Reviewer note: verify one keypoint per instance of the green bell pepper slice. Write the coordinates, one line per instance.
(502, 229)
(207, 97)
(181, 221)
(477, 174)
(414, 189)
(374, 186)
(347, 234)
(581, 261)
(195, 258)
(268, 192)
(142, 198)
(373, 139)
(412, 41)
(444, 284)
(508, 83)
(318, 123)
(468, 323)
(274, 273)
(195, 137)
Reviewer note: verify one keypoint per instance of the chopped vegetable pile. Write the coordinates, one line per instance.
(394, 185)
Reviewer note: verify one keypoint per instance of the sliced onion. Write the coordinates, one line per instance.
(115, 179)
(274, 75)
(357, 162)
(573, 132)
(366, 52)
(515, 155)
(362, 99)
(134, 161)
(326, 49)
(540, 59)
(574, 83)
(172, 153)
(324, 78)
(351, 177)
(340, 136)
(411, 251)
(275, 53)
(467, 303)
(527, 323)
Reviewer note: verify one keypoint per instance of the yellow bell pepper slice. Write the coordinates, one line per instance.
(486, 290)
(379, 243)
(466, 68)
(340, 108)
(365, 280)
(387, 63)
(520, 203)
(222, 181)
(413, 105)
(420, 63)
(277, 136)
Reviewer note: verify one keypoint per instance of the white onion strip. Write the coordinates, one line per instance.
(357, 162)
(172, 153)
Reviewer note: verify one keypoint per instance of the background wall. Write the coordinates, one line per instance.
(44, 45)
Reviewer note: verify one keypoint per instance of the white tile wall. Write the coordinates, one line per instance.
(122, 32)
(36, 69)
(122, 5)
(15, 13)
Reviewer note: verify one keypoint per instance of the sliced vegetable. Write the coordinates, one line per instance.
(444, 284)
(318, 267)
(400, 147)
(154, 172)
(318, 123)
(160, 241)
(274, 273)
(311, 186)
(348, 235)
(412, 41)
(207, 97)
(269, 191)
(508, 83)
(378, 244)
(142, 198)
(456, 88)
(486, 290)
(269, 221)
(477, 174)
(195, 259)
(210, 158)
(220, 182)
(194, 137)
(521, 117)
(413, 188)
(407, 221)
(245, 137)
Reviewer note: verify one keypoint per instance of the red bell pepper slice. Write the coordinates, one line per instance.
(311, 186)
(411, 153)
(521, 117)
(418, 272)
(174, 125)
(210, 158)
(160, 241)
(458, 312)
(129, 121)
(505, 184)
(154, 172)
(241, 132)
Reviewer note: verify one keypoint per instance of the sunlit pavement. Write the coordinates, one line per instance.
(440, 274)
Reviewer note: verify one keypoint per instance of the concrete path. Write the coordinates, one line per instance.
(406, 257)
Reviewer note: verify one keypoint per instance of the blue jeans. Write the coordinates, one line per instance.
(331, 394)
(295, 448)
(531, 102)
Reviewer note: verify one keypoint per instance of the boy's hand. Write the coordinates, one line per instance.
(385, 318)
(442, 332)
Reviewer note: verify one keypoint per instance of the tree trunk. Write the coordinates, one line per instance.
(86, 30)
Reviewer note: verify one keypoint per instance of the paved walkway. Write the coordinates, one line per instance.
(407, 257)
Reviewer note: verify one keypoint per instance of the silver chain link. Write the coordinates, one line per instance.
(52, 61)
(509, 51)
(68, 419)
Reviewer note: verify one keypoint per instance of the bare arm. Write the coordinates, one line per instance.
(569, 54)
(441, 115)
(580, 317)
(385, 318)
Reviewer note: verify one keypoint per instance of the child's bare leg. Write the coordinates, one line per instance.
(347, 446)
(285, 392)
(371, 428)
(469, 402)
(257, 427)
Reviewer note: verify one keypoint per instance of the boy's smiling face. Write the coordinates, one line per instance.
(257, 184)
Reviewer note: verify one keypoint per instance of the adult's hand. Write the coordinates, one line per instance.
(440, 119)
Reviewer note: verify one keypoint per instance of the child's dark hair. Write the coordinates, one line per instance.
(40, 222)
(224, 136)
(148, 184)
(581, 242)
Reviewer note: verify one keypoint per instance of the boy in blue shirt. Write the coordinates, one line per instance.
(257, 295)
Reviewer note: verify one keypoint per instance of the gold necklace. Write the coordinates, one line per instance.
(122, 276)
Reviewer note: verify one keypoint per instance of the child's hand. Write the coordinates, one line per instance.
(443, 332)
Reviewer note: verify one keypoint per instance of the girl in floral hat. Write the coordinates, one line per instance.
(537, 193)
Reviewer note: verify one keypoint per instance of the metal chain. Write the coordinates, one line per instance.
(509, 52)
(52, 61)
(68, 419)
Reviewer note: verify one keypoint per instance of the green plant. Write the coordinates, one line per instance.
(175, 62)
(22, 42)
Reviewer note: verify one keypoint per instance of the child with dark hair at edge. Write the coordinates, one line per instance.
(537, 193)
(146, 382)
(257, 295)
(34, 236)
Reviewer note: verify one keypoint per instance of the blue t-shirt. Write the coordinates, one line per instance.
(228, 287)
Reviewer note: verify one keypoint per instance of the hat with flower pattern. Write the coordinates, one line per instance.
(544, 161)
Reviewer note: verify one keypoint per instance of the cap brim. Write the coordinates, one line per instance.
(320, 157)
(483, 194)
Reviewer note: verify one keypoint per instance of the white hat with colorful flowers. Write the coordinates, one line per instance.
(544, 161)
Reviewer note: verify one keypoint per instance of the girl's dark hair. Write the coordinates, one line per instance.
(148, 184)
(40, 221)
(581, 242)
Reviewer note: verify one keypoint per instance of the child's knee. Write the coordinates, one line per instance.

# # # # #

Task description -
Copy out the data shown above without altering anything.

Exercise output -
Reviewer note: verify one keypoint per instance of the green bell pepper slice. Write the coordinates, one line per instance.
(502, 229)
(207, 97)
(181, 221)
(477, 174)
(414, 189)
(374, 186)
(347, 234)
(581, 261)
(195, 258)
(268, 192)
(142, 198)
(373, 139)
(412, 41)
(444, 284)
(508, 83)
(318, 123)
(468, 323)
(274, 273)
(195, 137)
Reviewer note: verify one keypoint per instance of the chopped vegetable pile. Write the coordinates, one line per instance.
(394, 185)
Reviewer note: verify one keypoint per instance of the sliced onion. Write the coordinates, one line per instance.
(115, 179)
(274, 75)
(357, 162)
(573, 132)
(366, 52)
(515, 155)
(362, 99)
(134, 161)
(326, 49)
(540, 59)
(574, 83)
(172, 153)
(324, 78)
(351, 177)
(340, 136)
(411, 251)
(275, 53)
(467, 303)
(527, 323)
Reviewer note: verify one keypoint per instance of the yellow bell pepper slice. Write the coordinates, one line per instance.
(486, 290)
(379, 243)
(466, 68)
(340, 108)
(365, 280)
(387, 63)
(520, 203)
(222, 181)
(413, 105)
(420, 63)
(277, 136)
Reviewer note: verify one keypoint per instance of the white onion strip. Write the coordinates, one line per instance.
(357, 162)
(172, 153)
Reviewer note: verify one keypoint per instance of the background wall. Write the coordinates, one line per instance.
(44, 45)
Reviewer note: verify one keypoint per instance of the white tile wall. Write the coordinates, one line per instance.
(122, 32)
(36, 69)
(122, 5)
(15, 13)
Reviewer note: verify one keypoint per instance of the sliced vegetable. Write the coordinates, one line per instance.
(444, 284)
(318, 267)
(400, 147)
(154, 172)
(318, 123)
(160, 241)
(274, 273)
(311, 186)
(348, 235)
(412, 41)
(207, 97)
(269, 191)
(508, 83)
(378, 244)
(142, 198)
(456, 88)
(486, 290)
(269, 221)
(477, 174)
(195, 259)
(210, 158)
(220, 182)
(194, 137)
(521, 117)
(413, 188)
(407, 221)
(245, 137)
Reviewer note: verify one keypoint per instance of the red bell pepper slice. Write the coordinates, one line per instance.
(311, 186)
(411, 153)
(521, 117)
(418, 272)
(174, 125)
(210, 158)
(160, 241)
(458, 312)
(129, 121)
(505, 184)
(154, 172)
(241, 132)
Reviewer note: verify one keypoint per instance of the sunlit pavement. Write the coordinates, one line per instance.
(440, 274)
Reviewer note: verify one keypoint per instance of the concrete path. Write the coordinates, one line per instance.
(406, 257)
Reviewer note: verify one keypoint per instance of the blue jeans. Write the coordinates, one line per instance.
(331, 394)
(295, 448)
(531, 102)
Reviewer note: verify one keypoint per instance of the boy's hand. Write the coordinates, one line per instance.
(385, 318)
(442, 332)
Reviewer note: verify one keypoint per instance of the tree trunk. Write the coordinates, one line per instance.
(86, 30)
Reviewer note: verify one keypoint per instance of the paved walkway. Write the coordinates, one line per instance.
(407, 257)
Reviewer note: verify one keypoint per instance of the silver chain link. Write the coordinates, one line per instance.
(52, 61)
(509, 51)
(68, 419)
Reviewer note: verify one keypoint per instance of the bare arm. Write the coordinates, one line per instance.
(569, 54)
(441, 115)
(580, 317)
(385, 318)
Reviewer note: verify one keypoint per instance of the child's bare leg. Write the coordinates, one line per instance.
(347, 446)
(285, 392)
(371, 428)
(469, 402)
(257, 427)
Reviewer note: verify one keypoint per instance of the boy's smiling face. Write the coordinates, one line per instance.
(257, 184)
Reviewer note: verify one keypoint per instance of the adult's hand. Write the coordinates, one line per instance.
(440, 119)
Reviewer note: verify one keypoint per instance of the child's dark hair. Write the coordinates, one line per instance.
(40, 222)
(224, 136)
(148, 184)
(581, 242)
Reviewer note: verify one keypoint per instance of the boy in blue shirt. Write the coordinates, one line per instance.
(257, 295)
Reviewer note: verify one keypoint per instance of the gold necklace. Write the coordinates, one line per instance.
(122, 276)
Reviewer note: verify one keypoint per instance of the child's hand. Write the coordinates, one line per instance.
(443, 332)
Reviewer note: verify one keypoint per instance of the girl in floral hat. Write the coordinates, one line per instance.
(537, 193)
Reviewer note: verify one keypoint per instance of the metal chain. Write the coordinates, one line per instance.
(509, 52)
(52, 61)
(68, 419)
Reviewer note: verify one keypoint per instance of the green plant. Write the coordinates, one line per instance.
(175, 62)
(22, 42)
Reviewer note: verify one keypoint per instance of the child with dark hair at edge. Write the coordinates, one line per instance.
(537, 193)
(146, 382)
(257, 295)
(34, 236)
Reviewer note: verify one keypoint per instance of the blue t-shirt. Write the coordinates, one line per instance.
(228, 287)
Reviewer note: verify one keypoint per instance of the hat with flower pattern. Write the coordinates, one line per instance.
(544, 161)
Reviewer note: verify one keypoint per instance of the cap brim. Write the coordinates, one line per instance.
(320, 157)
(483, 194)
Reviewer note: verify one keypoint per instance of the white hat with colorful flowers. Write the coordinates, one line per instance.
(544, 161)
Reviewer note: verify one keypoint per instance of the girl's dark hair. Write the coordinates, one line per instance.
(148, 184)
(40, 221)
(581, 242)
Reviewer note: verify one keypoint per instance of the child's knee. Write the coordinates, one line per instance.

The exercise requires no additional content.